Will iPhone 4 Be Less Prone to Cracked Glass?

Cracked iPhone Screen

A few years ago I dropped my iPhone on the ground, cracked the glass, and paid a whopping $250 to get it replaced.

I wrote a couple posts about the cracked iPhone screen incident and have since received hundreds upon hundreds of comments on them from readers who also had bad experiences damaging their iPhone screens. A couple of lawyers even claimed Apple deserved to be sued over the issue.

Now, Steve Jobs has announced that Apple has developed a new “glass that’s 30 times harder than plastic” for iPhone 4.

Did Apple develop a stronger iPhone glass in response to the thousands of iPhone users who have made the expensive mistake of cracking their iPhone screens?

Hopefully fewer people will be victims of cracked iPhone screens once the new iPhone is released. Has this ever happened to you?

Cracked iPhone Screen a Problem for Many Users

A post I wrote on my cracked iPhone screen over two years ago has received over 200+ comments from readers who had similar experiences damaging the glass on their iPhones.

Data.
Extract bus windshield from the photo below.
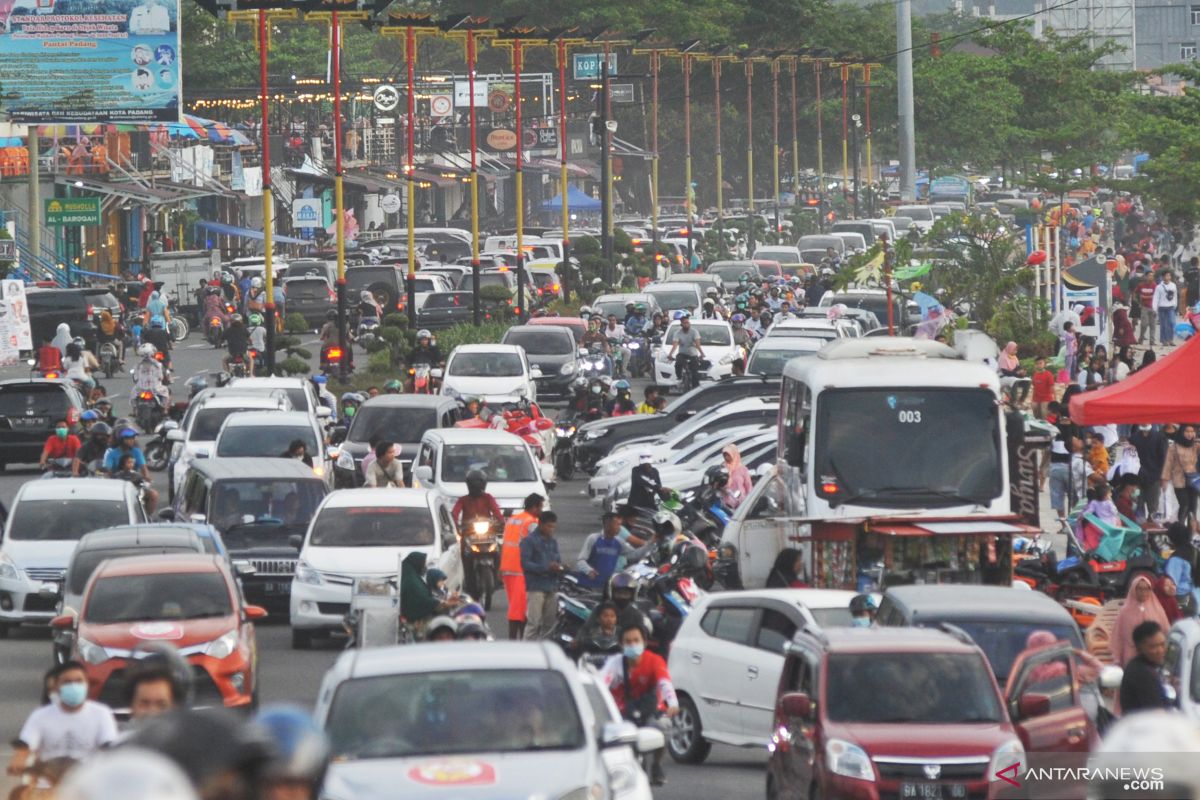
[814,387,1003,507]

Given instruction 1.
Substitute "attorneys" for "lawyers" and write out the iPhone glass article again, starting with "A few years" and going on through "for iPhone 4.".
Given instruction 2.
List every sentence or heading in the iPhone glass article that ends with a question mark.
The material after the iPhone glass article comes from a different source.

Reply 1.
A few years ago I dropped my iPhone on the ground, cracked the glass, and paid a whopping $250 to get it replaced.

I wrote a couple posts about the cracked iPhone screen incident and have since received hundreds upon hundreds of comments on them from readers who also had bad experiences damaging their iPhone screens. A couple of attorneys even claimed Apple deserved to be sued over the issue.

Now, Steve Jobs has announced that Apple has developed a new “glass that’s 30 times harder than plastic” for iPhone 4.

Reply 2.
- Will iPhone 4 Be Less Prone to Cracked Glass?
- Did Apple develop a stronger iPhone glass in response to the thousands of iPhone users who have made the expensive mistake of cracking their iPhone screens?
- Has this ever happened to you?